WHAT IS REQUIRED:
Return everything in the Advent reflection from "I am not a patient" down to "songs and prayers.", copied word for word.

Reflection for Advent 3rd Sunday 12/14/25
Be patient, brothers and sisters, until the coming of the Lord. See how the farmer waits for the precious fruit of the earth, being patient with it until it receives the early and late rains. You too must be patient. Make your hearts firm, because the coming of the Lord is at hand. James 5:7-10
As a transplant to North Dakota, I am learning the cycles of crops, the uncertainty of weather and how they affect the quality of the crop. This past year’s late rains certainly had an impact on when fruit ripened, and how waiting is hard when the pattern of harvesting and canning is delayed to a time when another activity intervenes.
I am not a patient person—no surprise to those who know me well. I look back on times of waiting that have been joyful like awaiting the birth of a child and those times when it has been sad- like waiting for the phone to ring when I knew my brother’s death was imminent. Each of us has experienced this—waiting for test results, waiting for a long-awaited visit, waiting for bread to bake with the enticing smells, waiting for a sister’s last breath with songs and prayers.

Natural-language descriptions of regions
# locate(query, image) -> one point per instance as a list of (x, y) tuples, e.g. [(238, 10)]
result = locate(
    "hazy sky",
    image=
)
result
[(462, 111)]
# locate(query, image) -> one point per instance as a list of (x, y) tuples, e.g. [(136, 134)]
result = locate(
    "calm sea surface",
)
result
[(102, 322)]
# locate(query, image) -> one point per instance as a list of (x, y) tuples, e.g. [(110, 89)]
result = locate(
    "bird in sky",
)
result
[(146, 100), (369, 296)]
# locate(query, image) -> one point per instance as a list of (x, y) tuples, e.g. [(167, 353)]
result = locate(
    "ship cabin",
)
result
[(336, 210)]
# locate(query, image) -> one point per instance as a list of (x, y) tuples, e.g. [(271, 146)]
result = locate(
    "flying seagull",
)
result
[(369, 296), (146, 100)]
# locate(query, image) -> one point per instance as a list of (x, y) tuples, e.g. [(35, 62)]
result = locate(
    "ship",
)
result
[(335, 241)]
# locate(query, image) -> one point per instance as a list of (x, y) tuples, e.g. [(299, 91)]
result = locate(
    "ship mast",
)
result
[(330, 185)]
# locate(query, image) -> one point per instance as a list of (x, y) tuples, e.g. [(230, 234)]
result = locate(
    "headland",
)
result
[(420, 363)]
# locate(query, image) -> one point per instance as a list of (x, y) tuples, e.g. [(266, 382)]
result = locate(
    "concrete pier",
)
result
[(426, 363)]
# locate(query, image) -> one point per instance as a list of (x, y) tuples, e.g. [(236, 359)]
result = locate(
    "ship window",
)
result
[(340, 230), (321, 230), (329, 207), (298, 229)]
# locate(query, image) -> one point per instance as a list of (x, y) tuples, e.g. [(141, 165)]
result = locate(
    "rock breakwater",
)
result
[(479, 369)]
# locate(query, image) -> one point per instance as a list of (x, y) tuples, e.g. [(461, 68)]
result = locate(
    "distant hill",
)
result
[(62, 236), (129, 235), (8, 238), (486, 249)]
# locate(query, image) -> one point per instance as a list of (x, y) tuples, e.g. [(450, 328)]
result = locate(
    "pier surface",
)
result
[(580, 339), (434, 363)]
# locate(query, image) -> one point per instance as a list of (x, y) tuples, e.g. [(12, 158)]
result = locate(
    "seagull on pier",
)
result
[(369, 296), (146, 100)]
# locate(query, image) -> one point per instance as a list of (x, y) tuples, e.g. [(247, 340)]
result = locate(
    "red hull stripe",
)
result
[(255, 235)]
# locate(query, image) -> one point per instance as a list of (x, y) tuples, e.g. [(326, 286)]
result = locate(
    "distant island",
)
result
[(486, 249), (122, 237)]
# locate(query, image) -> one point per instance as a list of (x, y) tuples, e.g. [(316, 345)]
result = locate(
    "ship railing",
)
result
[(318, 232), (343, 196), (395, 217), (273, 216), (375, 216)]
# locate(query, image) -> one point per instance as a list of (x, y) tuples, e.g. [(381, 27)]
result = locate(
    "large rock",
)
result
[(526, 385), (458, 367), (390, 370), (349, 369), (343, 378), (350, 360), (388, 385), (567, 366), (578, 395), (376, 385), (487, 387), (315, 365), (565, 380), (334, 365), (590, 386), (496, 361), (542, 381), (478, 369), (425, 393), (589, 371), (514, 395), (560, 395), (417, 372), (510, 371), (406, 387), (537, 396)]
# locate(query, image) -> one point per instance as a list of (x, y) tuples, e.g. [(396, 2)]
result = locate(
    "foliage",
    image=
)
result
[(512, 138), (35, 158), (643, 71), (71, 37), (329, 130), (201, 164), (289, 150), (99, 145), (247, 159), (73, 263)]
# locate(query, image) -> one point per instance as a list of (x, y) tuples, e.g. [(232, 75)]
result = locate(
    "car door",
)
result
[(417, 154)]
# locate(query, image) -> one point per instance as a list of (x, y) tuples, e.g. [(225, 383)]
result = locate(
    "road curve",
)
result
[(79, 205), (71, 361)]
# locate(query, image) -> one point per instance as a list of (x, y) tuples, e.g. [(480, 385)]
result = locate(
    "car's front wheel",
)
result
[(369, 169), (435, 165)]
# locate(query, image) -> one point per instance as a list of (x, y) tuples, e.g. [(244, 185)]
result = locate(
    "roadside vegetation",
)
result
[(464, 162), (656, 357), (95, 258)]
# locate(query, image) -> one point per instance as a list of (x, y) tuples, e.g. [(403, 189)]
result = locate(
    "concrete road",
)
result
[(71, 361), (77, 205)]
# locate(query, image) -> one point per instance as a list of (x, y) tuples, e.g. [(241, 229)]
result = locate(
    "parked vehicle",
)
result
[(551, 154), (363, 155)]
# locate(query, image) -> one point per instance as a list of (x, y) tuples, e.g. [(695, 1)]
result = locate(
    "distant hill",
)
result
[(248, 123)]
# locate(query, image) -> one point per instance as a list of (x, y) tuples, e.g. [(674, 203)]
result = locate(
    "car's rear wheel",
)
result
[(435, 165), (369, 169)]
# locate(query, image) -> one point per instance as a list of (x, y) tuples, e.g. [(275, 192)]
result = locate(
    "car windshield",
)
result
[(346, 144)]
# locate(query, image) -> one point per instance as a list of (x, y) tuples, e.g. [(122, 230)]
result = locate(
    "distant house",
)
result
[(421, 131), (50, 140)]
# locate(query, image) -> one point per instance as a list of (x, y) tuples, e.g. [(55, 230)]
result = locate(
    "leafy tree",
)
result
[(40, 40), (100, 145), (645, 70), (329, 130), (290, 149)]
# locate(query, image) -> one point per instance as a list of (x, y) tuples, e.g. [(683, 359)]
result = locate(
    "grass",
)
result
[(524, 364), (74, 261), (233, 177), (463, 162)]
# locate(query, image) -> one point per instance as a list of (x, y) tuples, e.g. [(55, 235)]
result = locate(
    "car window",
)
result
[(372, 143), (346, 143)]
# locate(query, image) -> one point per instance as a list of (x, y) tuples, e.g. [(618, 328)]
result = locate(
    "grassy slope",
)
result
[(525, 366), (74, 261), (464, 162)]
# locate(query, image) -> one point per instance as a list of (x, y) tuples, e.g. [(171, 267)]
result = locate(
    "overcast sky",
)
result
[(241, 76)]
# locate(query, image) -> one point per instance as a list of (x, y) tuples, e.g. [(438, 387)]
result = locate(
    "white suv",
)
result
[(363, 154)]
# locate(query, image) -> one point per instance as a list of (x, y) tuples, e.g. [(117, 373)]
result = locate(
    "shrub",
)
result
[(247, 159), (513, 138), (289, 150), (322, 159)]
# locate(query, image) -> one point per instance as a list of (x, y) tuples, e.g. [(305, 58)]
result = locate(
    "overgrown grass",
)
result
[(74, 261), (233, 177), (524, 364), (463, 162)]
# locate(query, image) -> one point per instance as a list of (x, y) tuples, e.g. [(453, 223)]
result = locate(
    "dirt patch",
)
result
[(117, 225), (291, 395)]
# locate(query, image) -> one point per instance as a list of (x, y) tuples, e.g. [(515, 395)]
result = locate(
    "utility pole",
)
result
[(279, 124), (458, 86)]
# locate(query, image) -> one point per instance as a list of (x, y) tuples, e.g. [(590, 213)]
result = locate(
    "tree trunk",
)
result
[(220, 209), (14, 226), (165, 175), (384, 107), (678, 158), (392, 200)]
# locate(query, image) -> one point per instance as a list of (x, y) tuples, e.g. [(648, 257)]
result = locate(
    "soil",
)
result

OUTPUT FOR THIS TASK:
I am not a patient person—no surprise to those who know me well. I look back on times of waiting that have been joyful like awaiting the birth of a child and those times when it has been sad- like waiting for the phone to ring when I knew my brother’s death was imminent. Each of us has experienced this—waiting for test results, waiting for a long-awaited visit, waiting for bread to bake with the enticing smells, waiting for a sister’s last breath with songs and prayers.